▶ TASK 1
Render the records as a Markdown table with the columns Row and Line, numbering each row and leaving out blank lines. Cover them from the start of the records up to and including the line with "box: [357, 479, 648, 589]".

^^^^

Brookings: 100,000+ Family Separations Already Happening Under Current Enforcement — And Federal Counts May Be Way Off
The Brookings Institution says the federal government is significantly undercounting family separations under the current deportation push — because authorities aren't asking deported parents whether they have American-born children. Meanwhile, ICE detention numbers hit a record 66,000 in November. This isn't the 2018 border separation policy. This is something bigger, messier, and happening inside the United States.

The Number Everyone Is Debating: 100,000+

The Brookings Institution — not exactly a right-wing think tank — is now saying federal family separation statistics are a significant undercount.

The reason: immigration authorities are NOT systematically asking detained or deported parents whether they have U.S. citizen children. Parents are also not always disclosing American kids, for obvious reasons. So the real number of separated families could be dramatically higher than what the government is reporting.

Brookings puts the figure at over 100,000 family separations under the current enforcement push.

This IS NOT 2018

Mainstream coverage keeps framing this as a replay of the Trump-era zero-tolerance border policy from 2017–2018.

In 2018, roughly 5,000 children were physically taken from parents at the southern border. That policy ended under court orders and public pressure. The children were in HHS shelters. The government couldn't track them because computer systems weren't linked — a genuine bureaucratic disaster documented in records obtained by the American Immigration Council through FOIA litigation.

What's happening NOW is different in scale, geography, and mechanism.

According to reporting by the Associated Press via PBS News, families are being separated inside the United States — not at the border. Immigration enforcement is arresting parents who've been here for years, sometimes decades. The adult gets detained or deported. The kids — many of them U.S. citizens — stay behind.

Family separation is occurring in Florida living rooms, Texas kitchens, and California workplaces.

The Numbers That Actually Matter

The federal government was holding an average of more than 66,000 people in immigration detention in November — the highest number ever recorded, according to PBS News.

Illegal border crossings are at their lowest level in seven decades. The enforcement surge is NOT primarily targeting new arrivals. It's targeting people already living here.

^^^^

▶ TASK 2
According to the article on family separations, roughly how many children were physically taken from parents at the southern border in 2018?

^^^^

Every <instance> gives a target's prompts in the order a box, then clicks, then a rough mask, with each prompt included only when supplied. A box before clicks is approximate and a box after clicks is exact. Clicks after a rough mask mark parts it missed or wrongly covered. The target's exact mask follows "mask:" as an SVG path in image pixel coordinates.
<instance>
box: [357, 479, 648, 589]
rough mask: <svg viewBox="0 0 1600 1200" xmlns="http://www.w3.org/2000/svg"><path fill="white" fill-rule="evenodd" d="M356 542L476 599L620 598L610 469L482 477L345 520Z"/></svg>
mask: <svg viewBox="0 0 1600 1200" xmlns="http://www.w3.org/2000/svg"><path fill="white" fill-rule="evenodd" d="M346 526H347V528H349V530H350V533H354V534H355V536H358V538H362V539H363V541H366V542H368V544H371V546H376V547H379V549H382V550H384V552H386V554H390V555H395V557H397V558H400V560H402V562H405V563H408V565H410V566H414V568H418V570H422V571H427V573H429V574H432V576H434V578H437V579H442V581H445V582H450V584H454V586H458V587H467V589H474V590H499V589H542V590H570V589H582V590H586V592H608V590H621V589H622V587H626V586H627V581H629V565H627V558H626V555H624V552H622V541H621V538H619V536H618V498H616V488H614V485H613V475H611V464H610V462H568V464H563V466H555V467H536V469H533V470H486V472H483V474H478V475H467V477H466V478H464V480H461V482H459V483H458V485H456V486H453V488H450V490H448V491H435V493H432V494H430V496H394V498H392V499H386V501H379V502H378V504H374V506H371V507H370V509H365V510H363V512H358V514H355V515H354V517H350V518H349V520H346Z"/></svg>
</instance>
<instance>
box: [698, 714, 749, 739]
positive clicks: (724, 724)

^^^^

▶ WRITTEN SOLUTION 1
| Row | Line |
|---|---|
| 1 | Every <instance> gives a target's prompts in the order a box, then clicks, then a rough mask, with each prompt included only when supplied. A box before clicks is approximate and a box after clicks is exact. Clicks after a rough mask mark parts it missed or wrongly covered. The target's exact mask follows "mask:" as an SVG path in image pixel coordinates. |
| 2 | <instance> |
| 3 | box: [357, 479, 648, 589] |

▶ WRITTEN SOLUTION 2
Roughly 5,000 children.